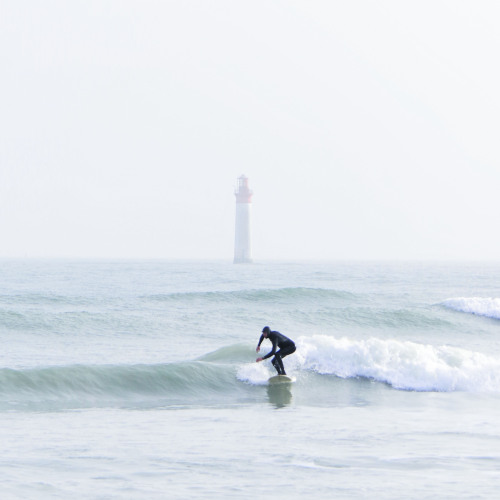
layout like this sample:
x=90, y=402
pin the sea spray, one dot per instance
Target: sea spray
x=402, y=364
x=489, y=307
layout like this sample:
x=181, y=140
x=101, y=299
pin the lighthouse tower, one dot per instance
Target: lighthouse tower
x=242, y=229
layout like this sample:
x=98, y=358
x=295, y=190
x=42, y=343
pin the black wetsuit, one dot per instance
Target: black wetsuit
x=286, y=346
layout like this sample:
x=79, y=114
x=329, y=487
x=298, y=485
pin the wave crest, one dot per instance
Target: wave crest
x=489, y=307
x=403, y=365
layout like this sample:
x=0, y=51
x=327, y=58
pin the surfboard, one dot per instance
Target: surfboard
x=281, y=379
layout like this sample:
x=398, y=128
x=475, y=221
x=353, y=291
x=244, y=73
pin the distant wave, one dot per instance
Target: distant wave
x=489, y=307
x=256, y=295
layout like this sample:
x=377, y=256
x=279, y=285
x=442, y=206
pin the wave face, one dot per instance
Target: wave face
x=230, y=375
x=489, y=307
x=82, y=386
x=402, y=365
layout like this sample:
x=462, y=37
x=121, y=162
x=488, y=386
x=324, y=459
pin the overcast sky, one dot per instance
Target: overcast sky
x=368, y=129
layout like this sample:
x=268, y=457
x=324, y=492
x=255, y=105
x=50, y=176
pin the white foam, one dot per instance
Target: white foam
x=475, y=305
x=404, y=365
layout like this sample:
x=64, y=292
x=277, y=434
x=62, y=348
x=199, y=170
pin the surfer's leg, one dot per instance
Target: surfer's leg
x=276, y=365
x=279, y=364
x=285, y=351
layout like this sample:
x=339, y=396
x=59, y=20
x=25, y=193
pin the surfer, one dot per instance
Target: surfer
x=286, y=346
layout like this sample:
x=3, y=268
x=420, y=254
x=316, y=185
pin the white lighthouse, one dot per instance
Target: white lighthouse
x=243, y=195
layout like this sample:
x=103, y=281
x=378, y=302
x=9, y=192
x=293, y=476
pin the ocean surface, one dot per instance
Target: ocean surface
x=138, y=380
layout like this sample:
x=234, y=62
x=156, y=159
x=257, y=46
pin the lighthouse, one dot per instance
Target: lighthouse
x=243, y=195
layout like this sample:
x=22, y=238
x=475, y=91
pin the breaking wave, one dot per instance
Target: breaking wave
x=489, y=307
x=402, y=365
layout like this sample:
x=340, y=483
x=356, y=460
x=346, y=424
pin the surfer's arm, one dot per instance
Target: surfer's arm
x=260, y=342
x=273, y=350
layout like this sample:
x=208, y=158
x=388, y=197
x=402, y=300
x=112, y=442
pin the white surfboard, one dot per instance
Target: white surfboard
x=281, y=379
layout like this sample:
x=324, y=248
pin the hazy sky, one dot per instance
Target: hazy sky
x=368, y=129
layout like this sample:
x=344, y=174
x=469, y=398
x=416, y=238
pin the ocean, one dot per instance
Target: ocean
x=137, y=380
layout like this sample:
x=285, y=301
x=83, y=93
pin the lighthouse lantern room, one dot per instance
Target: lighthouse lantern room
x=242, y=252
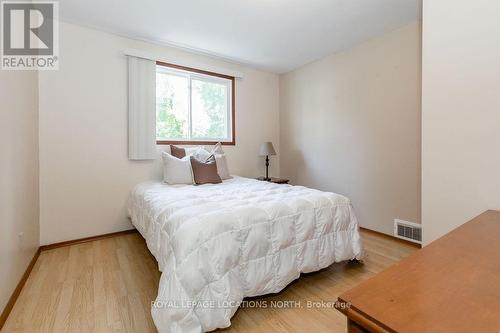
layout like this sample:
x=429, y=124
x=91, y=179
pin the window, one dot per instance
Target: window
x=193, y=106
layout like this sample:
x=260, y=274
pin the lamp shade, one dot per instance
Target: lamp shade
x=267, y=149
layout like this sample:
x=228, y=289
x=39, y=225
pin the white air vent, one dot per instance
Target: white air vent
x=408, y=230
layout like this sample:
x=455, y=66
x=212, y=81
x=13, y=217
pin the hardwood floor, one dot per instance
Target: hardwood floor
x=108, y=285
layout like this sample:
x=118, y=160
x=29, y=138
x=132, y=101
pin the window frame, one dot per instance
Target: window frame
x=232, y=113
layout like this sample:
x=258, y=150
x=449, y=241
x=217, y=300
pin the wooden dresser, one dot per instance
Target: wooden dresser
x=452, y=285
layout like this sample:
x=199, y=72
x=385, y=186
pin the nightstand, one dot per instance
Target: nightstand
x=275, y=180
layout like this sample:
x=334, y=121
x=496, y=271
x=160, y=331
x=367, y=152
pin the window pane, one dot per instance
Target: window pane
x=209, y=110
x=172, y=106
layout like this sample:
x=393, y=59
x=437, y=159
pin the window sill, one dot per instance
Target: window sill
x=195, y=143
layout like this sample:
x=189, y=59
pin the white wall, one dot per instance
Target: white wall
x=85, y=176
x=350, y=123
x=18, y=177
x=460, y=113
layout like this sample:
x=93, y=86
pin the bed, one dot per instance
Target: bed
x=218, y=243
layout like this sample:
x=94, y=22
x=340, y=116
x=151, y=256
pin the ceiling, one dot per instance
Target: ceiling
x=275, y=35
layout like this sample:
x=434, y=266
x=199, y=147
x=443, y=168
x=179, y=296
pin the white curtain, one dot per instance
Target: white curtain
x=141, y=109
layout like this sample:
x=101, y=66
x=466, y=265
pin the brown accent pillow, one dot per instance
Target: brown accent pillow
x=205, y=172
x=177, y=152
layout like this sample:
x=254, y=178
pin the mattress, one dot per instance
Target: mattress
x=218, y=243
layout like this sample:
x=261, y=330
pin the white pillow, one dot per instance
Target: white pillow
x=217, y=149
x=177, y=171
x=222, y=167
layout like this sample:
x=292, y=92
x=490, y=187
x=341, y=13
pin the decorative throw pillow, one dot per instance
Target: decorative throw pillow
x=200, y=153
x=177, y=170
x=205, y=172
x=177, y=151
x=222, y=167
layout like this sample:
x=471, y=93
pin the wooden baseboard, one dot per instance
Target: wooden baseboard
x=391, y=237
x=86, y=239
x=13, y=298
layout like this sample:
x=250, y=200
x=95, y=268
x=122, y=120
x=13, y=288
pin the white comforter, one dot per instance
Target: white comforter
x=216, y=244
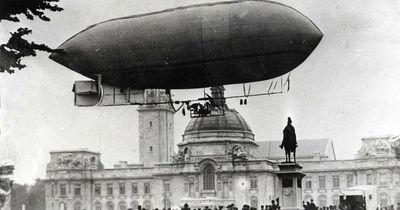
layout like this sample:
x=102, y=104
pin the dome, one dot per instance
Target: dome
x=231, y=121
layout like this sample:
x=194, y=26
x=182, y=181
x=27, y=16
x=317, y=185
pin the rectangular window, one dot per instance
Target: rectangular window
x=308, y=183
x=335, y=182
x=147, y=188
x=350, y=180
x=122, y=188
x=383, y=179
x=321, y=182
x=134, y=189
x=166, y=186
x=77, y=189
x=63, y=189
x=109, y=189
x=370, y=179
x=97, y=189
x=287, y=183
x=253, y=182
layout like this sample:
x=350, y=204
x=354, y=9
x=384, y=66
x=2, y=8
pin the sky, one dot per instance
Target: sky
x=347, y=89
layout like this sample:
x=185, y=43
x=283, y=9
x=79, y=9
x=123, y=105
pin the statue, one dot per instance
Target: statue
x=237, y=153
x=289, y=141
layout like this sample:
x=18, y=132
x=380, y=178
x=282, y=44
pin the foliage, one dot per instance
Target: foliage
x=17, y=47
x=32, y=196
x=30, y=8
x=5, y=183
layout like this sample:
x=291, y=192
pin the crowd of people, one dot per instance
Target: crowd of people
x=309, y=205
x=273, y=206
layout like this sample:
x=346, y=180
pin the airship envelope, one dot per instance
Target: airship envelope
x=194, y=46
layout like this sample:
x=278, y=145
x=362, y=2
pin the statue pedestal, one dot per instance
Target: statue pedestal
x=290, y=189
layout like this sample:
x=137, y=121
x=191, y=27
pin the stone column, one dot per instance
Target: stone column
x=289, y=188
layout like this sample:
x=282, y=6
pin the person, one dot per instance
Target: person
x=312, y=205
x=273, y=206
x=306, y=206
x=289, y=141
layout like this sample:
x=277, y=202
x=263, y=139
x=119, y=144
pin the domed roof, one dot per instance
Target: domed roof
x=230, y=121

------

Convert all of the entries above into a JSON list of strings, with one string for each line. Leave out blank lines and the picture lines.

▸ COMPLETE OUTPUT
[
  "layout like this sample:",
  "x=90, y=402",
  "pin the sea spray, one dot per instance",
  "Target: sea spray",
  "x=402, y=364",
  "x=489, y=307",
  "layout like this sample:",
  "x=181, y=140",
  "x=101, y=299",
  "pin the lighthouse tower, one dot per instance",
  "Target: lighthouse tower",
  "x=242, y=229",
  "layout like this sample:",
  "x=98, y=358",
  "x=295, y=190",
  "x=42, y=343",
  "pin the black wetsuit, one dot per instance",
  "Target: black wetsuit",
  "x=286, y=346",
  "layout like this sample:",
  "x=79, y=114",
  "x=329, y=487",
  "x=298, y=485",
  "pin the wave crest, one dot per instance",
  "Target: wave crest",
  "x=489, y=307",
  "x=403, y=365",
  "layout like this sample:",
  "x=0, y=51",
  "x=327, y=58",
  "pin the surfboard, one dot per instance",
  "Target: surfboard",
  "x=281, y=379",
  "layout like this sample:",
  "x=398, y=128",
  "x=475, y=221",
  "x=353, y=291",
  "x=244, y=73",
  "pin the distant wave, one dot per instance",
  "Target: distant wave",
  "x=489, y=307",
  "x=256, y=295",
  "layout like this sample:",
  "x=377, y=256",
  "x=279, y=285",
  "x=442, y=206",
  "pin the wave face, one dot per instance",
  "Target: wave face",
  "x=230, y=375",
  "x=489, y=307",
  "x=82, y=386",
  "x=402, y=365",
  "layout like this sample:",
  "x=462, y=37",
  "x=121, y=162",
  "x=488, y=386",
  "x=324, y=459",
  "pin the overcast sky, one dot per instance",
  "Target: overcast sky",
  "x=368, y=129",
  "layout like this sample:",
  "x=268, y=457",
  "x=324, y=492",
  "x=255, y=105",
  "x=50, y=176",
  "pin the white foam, one dot per instance",
  "Target: white foam",
  "x=475, y=305",
  "x=404, y=365",
  "layout like this sample:",
  "x=64, y=292",
  "x=277, y=434",
  "x=62, y=348",
  "x=199, y=170",
  "pin the surfer's leg, one dot per instance",
  "Target: surfer's leg",
  "x=276, y=365",
  "x=279, y=364",
  "x=285, y=351",
  "layout like this sample:",
  "x=339, y=396",
  "x=59, y=20",
  "x=25, y=193",
  "pin the surfer, one dot per instance",
  "Target: surfer",
  "x=286, y=346",
  "layout like this sample:",
  "x=3, y=268",
  "x=420, y=254",
  "x=316, y=185",
  "pin the white lighthouse, one dot per instance",
  "Target: white lighthouse",
  "x=243, y=195",
  "layout like this sample:",
  "x=103, y=281",
  "x=378, y=302",
  "x=9, y=192",
  "x=293, y=476",
  "pin the ocean surface, one dot per instance",
  "Target: ocean surface",
  "x=138, y=380",
  "layout like this sample:",
  "x=234, y=62",
  "x=156, y=159",
  "x=257, y=46",
  "pin the lighthouse, one dot per instance",
  "Target: lighthouse",
  "x=243, y=195",
  "layout like this sample:",
  "x=22, y=238",
  "x=475, y=91",
  "pin the breaking wave, one dot per instance",
  "Target: breaking wave",
  "x=489, y=307",
  "x=402, y=365",
  "layout like this sample:",
  "x=340, y=483",
  "x=356, y=460",
  "x=346, y=424",
  "pin the surfer's arm, one dot per instance",
  "Target: surfer's arm",
  "x=260, y=342",
  "x=273, y=350",
  "layout like this sample:",
  "x=208, y=158",
  "x=388, y=197",
  "x=402, y=300",
  "x=112, y=442",
  "pin the white surfboard, one dot per instance",
  "Target: white surfboard",
  "x=281, y=379",
  "layout like this sample:",
  "x=324, y=248",
  "pin the hazy sky, one dot per instance",
  "Target: hazy sky",
  "x=368, y=129",
  "layout like this sample:",
  "x=344, y=174",
  "x=469, y=398",
  "x=416, y=238",
  "pin the ocean, one dot per instance",
  "Target: ocean",
  "x=137, y=380",
  "layout like this sample:",
  "x=285, y=301",
  "x=83, y=93",
  "pin the lighthouse lantern room, one dot per instance",
  "Target: lighthouse lantern room",
  "x=242, y=252",
  "layout like this sample:",
  "x=429, y=124",
  "x=91, y=179",
  "pin the window, one dot per instance",
  "Target: window",
  "x=193, y=106",
  "layout like this sample:",
  "x=260, y=274",
  "pin the lamp shade, one dot per instance",
  "Target: lamp shade",
  "x=267, y=149",
  "layout like this sample:",
  "x=228, y=289",
  "x=39, y=225",
  "pin the white air vent, one dot per instance",
  "Target: white air vent",
  "x=408, y=230",
  "layout like this sample:",
  "x=455, y=66",
  "x=212, y=81",
  "x=13, y=217",
  "pin the hardwood floor, one dot per instance",
  "Target: hardwood floor",
  "x=108, y=285",
  "layout like this sample:",
  "x=118, y=160",
  "x=29, y=138",
  "x=132, y=101",
  "pin the window frame, one dot per instance",
  "Target: window frame",
  "x=232, y=113",
  "layout like this sample:",
  "x=258, y=150",
  "x=449, y=241",
  "x=217, y=300",
  "pin the wooden dresser, one dot per instance",
  "Target: wooden dresser",
  "x=452, y=285",
  "layout like this sample:",
  "x=199, y=72",
  "x=385, y=186",
  "pin the nightstand, one dot per instance",
  "Target: nightstand",
  "x=275, y=180",
  "layout like this sample:",
  "x=334, y=121",
  "x=496, y=271",
  "x=160, y=331",
  "x=367, y=152",
  "pin the window pane, one dot per instance",
  "Target: window pane",
  "x=209, y=110",
  "x=172, y=106",
  "layout like this sample:",
  "x=393, y=59",
  "x=437, y=159",
  "pin the window sill, one dot per instance",
  "Target: window sill",
  "x=195, y=143",
  "layout like this sample:",
  "x=189, y=59",
  "pin the white wall, one dot per instance",
  "Target: white wall",
  "x=85, y=176",
  "x=350, y=123",
  "x=18, y=177",
  "x=460, y=113",
  "layout like this sample:",
  "x=93, y=86",
  "pin the bed, one dot per instance",
  "Target: bed",
  "x=218, y=243",
  "layout like this sample:",
  "x=94, y=22",
  "x=340, y=116",
  "x=151, y=256",
  "pin the ceiling, one dot per instance",
  "Target: ceiling",
  "x=275, y=35",
  "layout like this sample:",
  "x=434, y=266",
  "x=199, y=147",
  "x=443, y=168",
  "x=179, y=296",
  "pin the white curtain, one dot per instance",
  "Target: white curtain",
  "x=141, y=109",
  "layout like this sample:",
  "x=101, y=66",
  "x=466, y=265",
  "pin the brown accent pillow, one dot per instance",
  "Target: brown accent pillow",
  "x=205, y=172",
  "x=177, y=152",
  "layout like this sample:",
  "x=254, y=178",
  "pin the mattress, one dot per instance",
  "Target: mattress",
  "x=218, y=243",
  "layout like this sample:",
  "x=261, y=330",
  "pin the white pillow, one dot per instance",
  "Target: white pillow",
  "x=217, y=149",
  "x=177, y=171",
  "x=222, y=167",
  "layout like this sample:",
  "x=292, y=92",
  "x=490, y=187",
  "x=341, y=13",
  "pin the decorative throw pillow, one dot per instance",
  "Target: decorative throw pillow",
  "x=200, y=153",
  "x=177, y=170",
  "x=205, y=172",
  "x=177, y=151",
  "x=222, y=167",
  "layout like this sample:",
  "x=471, y=93",
  "pin the wooden baseboard, one dot per instance",
  "Target: wooden baseboard",
  "x=391, y=237",
  "x=86, y=239",
  "x=13, y=298",
  "layout like this sample:",
  "x=250, y=200",
  "x=95, y=268",
  "x=122, y=120",
  "x=13, y=288",
  "pin the white comforter, one dot per instance",
  "Target: white comforter",
  "x=216, y=244",
  "layout like this sample:",
  "x=102, y=104",
  "pin the dome, one dot per instance",
  "Target: dome",
  "x=231, y=121",
  "layout like this sample:",
  "x=194, y=26",
  "x=182, y=181",
  "x=27, y=16",
  "x=317, y=185",
  "pin the rectangular window, one dot per instance",
  "Target: rectangular window",
  "x=308, y=183",
  "x=335, y=182",
  "x=147, y=188",
  "x=350, y=180",
  "x=122, y=188",
  "x=383, y=179",
  "x=321, y=182",
  "x=134, y=189",
  "x=166, y=186",
  "x=77, y=189",
  "x=63, y=189",
  "x=109, y=189",
  "x=370, y=179",
  "x=97, y=189",
  "x=287, y=183",
  "x=253, y=182",
  "layout like this sample:",
  "x=350, y=204",
  "x=354, y=9",
  "x=384, y=66",
  "x=2, y=8",
  "pin the sky, one dot per instance",
  "Target: sky",
  "x=347, y=89",
  "layout like this sample:",
  "x=185, y=43",
  "x=283, y=9",
  "x=79, y=9",
  "x=123, y=105",
  "pin the statue, one dot per instance",
  "Target: statue",
  "x=237, y=153",
  "x=289, y=141",
  "layout like this sample:",
  "x=18, y=132",
  "x=380, y=178",
  "x=282, y=44",
  "pin the foliage, one dot per instance",
  "Target: foliage",
  "x=17, y=47",
  "x=32, y=196",
  "x=30, y=8",
  "x=5, y=183",
  "layout like this sample:",
  "x=291, y=192",
  "pin the crowd of people, one dot per instance",
  "Target: crowd of people",
  "x=309, y=205",
  "x=273, y=206",
  "layout like this sample:",
  "x=346, y=180",
  "pin the airship envelope, one dot per instance",
  "Target: airship envelope",
  "x=194, y=46",
  "layout like this sample:",
  "x=278, y=145",
  "x=362, y=2",
  "pin the statue pedestal, one dot per instance",
  "Target: statue pedestal",
  "x=290, y=189",
  "layout like this sample:",
  "x=137, y=121",
  "x=191, y=27",
  "pin the stone column, one dot per instance",
  "Target: stone column",
  "x=289, y=188",
  "layout like this sample:",
  "x=282, y=6",
  "pin the person, one dot per instance",
  "Target: person",
  "x=312, y=205",
  "x=273, y=206",
  "x=306, y=206",
  "x=289, y=141",
  "layout like this sample:",
  "x=277, y=202",
  "x=263, y=139",
  "x=119, y=144",
  "pin the domed roof, one dot per instance",
  "Target: domed roof",
  "x=230, y=121"
]